**ENUNCIADO DA TAREFA 1:** Reproduza fielmente o trecho do texto de leitura que vai de "Minha mãe foi" até "livrarias da época.".
**ENUNCIADO DA TAREFA 2:** De acordo com o texto de leitura, o que as idas à cidade com a mãe incluíam invariavelmente?

**TEXTO DE LEITURA:**
---*---
Minha mãe

Em nome de meus irmãos e de toda a minha família, desejo agradecer a presença de tantos amigos queridos, presença essa que representa o conforto, o carinho e a solidariedade de que tanto se necessita nessas horas. Vemos essa presença, acima de tudo, como homenagem à memória de nossa mãe e como manifestação de afeto a ela, que muito afeto soube distribuir ao longo de sua vida.

Minha mãe foi sempre e acima de tudo professora. Professora nas escolas por que passou, mas também professora de seus filhos, netos e de quantos buscaram e pediram dela uma palavra de orientação, de equilíbrio, de apaziguamento, de sensatez. Mercê da formação moral e espiritual forjada no seio da família, ela sempre soube indicar o caminho da bondade, do bom senso, da serenidade, do amor cristão, enfim.

Mãe extremamente carinhosa e esposa dedicadíssima, foi também minha primeira professora. Alfabetizou-me antes mesmo que eu fosse à escola, pois eu vivia a insistir nisso. Não por acaso. Eu a via sempre às voltas com os livros, o que despertou nos filhos o gosto pela leitura. Pequenos ainda, quando íamos com ela à cidade - e a expressão ir à cidade pode soar estranho aos mais jovens, mas era somente ir ao centro - essas idas incluíam invariavelmente uma passagem pelas livrarias da época.
---*---
**INFORMAÇÕES EXTRAÍDAS:**
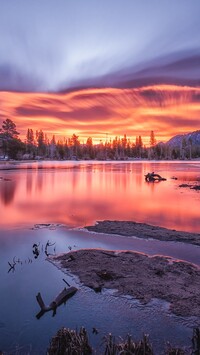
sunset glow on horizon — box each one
[0,85,200,145]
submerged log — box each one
[145,173,167,182]
[36,286,78,319]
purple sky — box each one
[0,0,200,91]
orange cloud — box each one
[0,85,200,144]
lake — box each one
[0,161,200,355]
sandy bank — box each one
[85,221,200,246]
[50,249,200,316]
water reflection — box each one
[0,178,17,206]
[0,162,200,232]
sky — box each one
[0,0,200,141]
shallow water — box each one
[0,162,200,355]
[0,162,200,232]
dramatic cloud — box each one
[0,85,200,143]
[0,0,200,92]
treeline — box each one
[0,119,200,160]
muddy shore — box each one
[85,221,200,246]
[50,249,200,317]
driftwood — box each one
[36,286,77,319]
[145,173,167,182]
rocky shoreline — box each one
[49,221,200,317]
[50,249,200,317]
[85,220,200,246]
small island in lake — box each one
[49,221,200,316]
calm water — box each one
[0,162,200,232]
[0,162,200,355]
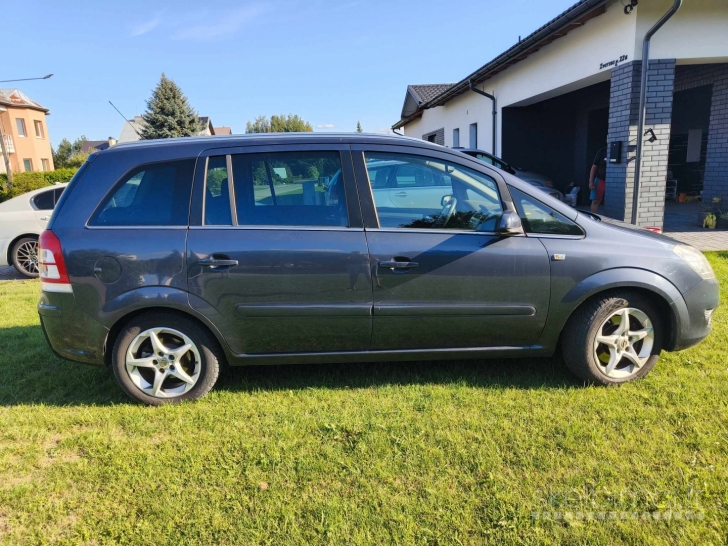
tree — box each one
[52,135,88,169]
[141,73,202,140]
[245,116,271,133]
[245,114,313,133]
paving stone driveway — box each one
[0,266,27,281]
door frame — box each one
[189,144,364,227]
[351,144,525,230]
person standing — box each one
[589,146,607,214]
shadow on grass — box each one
[0,326,579,406]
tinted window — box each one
[232,152,349,226]
[365,152,503,231]
[205,155,233,226]
[33,190,56,210]
[510,187,584,235]
[89,159,195,226]
[53,187,66,206]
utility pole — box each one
[0,116,14,189]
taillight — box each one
[38,230,73,293]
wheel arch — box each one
[103,287,231,366]
[559,268,689,350]
[5,233,40,265]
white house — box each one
[393,0,728,226]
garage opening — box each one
[502,81,611,205]
[667,84,713,200]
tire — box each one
[10,237,39,279]
[111,311,224,406]
[561,290,665,385]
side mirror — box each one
[498,210,523,236]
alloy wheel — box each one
[15,241,38,275]
[125,327,202,398]
[594,307,655,379]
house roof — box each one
[0,89,50,114]
[81,139,109,154]
[392,0,609,129]
[409,83,455,103]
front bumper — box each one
[38,292,109,366]
[671,279,720,351]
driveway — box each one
[0,266,27,281]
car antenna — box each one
[109,101,142,138]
---*---
**SOLUÇÃO DA TAREFA 1:**
Minha mãe foi sempre e acima de tudo professora. Professora nas escolas por que passou, mas também professora de seus filhos, netos e de quantos buscaram e pediram dela uma palavra de orientação, de equilíbrio, de apaziguamento, de sensatez. Mercê da formação moral e espiritual forjada no seio da família, ela sempre soube indicar o caminho da bondade, do bom senso, da serenidade, do amor cristão, enfim.

Mãe extremamente carinhosa e esposa dedicadíssima, foi também minha primeira professora. Alfabetizou-me antes mesmo que eu fosse à escola, pois eu vivia a insistir nisso. Não por acaso. Eu a via sempre às voltas com os livros, o que despertou nos filhos o gosto pela leitura. Pequenos ainda, quando íamos com ela à cidade - e a expressão ir à cidade pode soar estranho aos mais jovens, mas era somente ir ao centro - essas idas incluíam invariavelmente uma passagem pelas livrarias da época.

**SOLUÇÃO DA TAREFA 2:** Uma passagem pelas livrarias da época.